**Problem requirements:**
Leave every image out, and return the rest of the data word for word.

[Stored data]
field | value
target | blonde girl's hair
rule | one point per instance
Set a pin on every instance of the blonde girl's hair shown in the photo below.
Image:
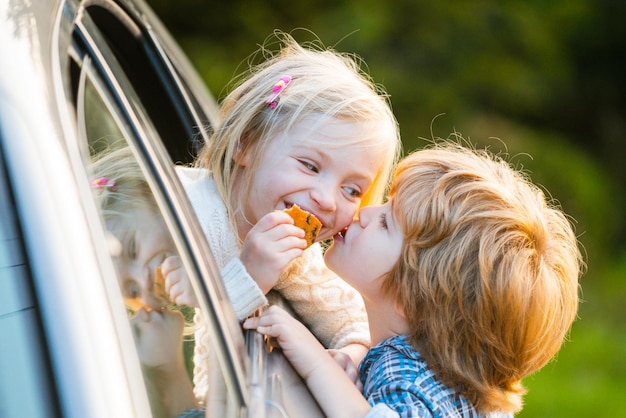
(324, 83)
(124, 190)
(127, 188)
(488, 276)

**Solution to this exercise:**
field | value
target | blonde girl's hair
rule | one point per instance
Set a pin on every instance of the blonde girl's hair shown in the photo below.
Image:
(324, 83)
(124, 190)
(127, 188)
(488, 276)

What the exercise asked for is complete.